YOUR GOAL:
Turn the material below into a Markdown table with two columns, Line No. and Content, putting each nonblank line in its own numbered row. Leave the pictures out of the table.

RECORDS SUPPLIED:

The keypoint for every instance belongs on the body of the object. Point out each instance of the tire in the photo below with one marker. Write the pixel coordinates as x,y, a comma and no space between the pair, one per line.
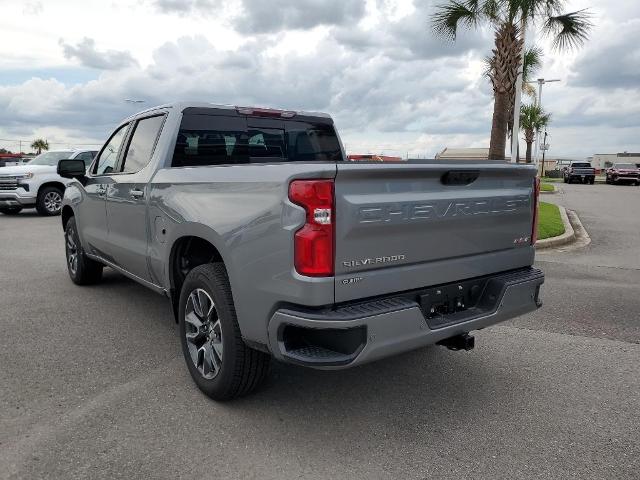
82,270
49,201
232,368
10,210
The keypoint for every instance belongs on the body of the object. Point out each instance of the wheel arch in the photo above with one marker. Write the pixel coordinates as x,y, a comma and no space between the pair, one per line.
66,213
186,253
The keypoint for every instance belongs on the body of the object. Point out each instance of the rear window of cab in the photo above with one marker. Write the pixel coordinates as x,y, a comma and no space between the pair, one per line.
228,140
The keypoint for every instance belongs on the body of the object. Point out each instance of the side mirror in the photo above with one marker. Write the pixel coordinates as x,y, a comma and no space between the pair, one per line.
71,168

EXERCISE RESPONSE:
| Line No. | Content |
|---|---|
| 1 | The keypoint for every instance belongs on the body of the object. Point out each instance of the tire in the photo below with one marker. Write the pixel coordinates as x,y, a comma and no space between the pair, one per line. |
| 2 | 82,270 |
| 3 | 49,201 |
| 4 | 232,368 |
| 5 | 10,210 |
| 6 | The keypoint for every instance belongs on the body of the object. Point out each instance of the wheel arch in the photo above with one marker. Write the pixel coordinates as x,y, a comma and no space between the pair, one per line. |
| 7 | 66,213 |
| 8 | 186,253 |
| 9 | The keypoint for every instance belongs on the body of the object. Point out each instance of the rear window of cab in the photo above with one marker. Write the pixel coordinates as x,y, a comma and no space between the pair, one per line. |
| 10 | 228,140 |
| 11 | The keypoint for every instance belongs on the body of the object. Point out each instance of the side mirror in the photo above with one marker. Write the pixel coordinates as x,y, a comma and no space between the pair, one per line. |
| 12 | 71,168 |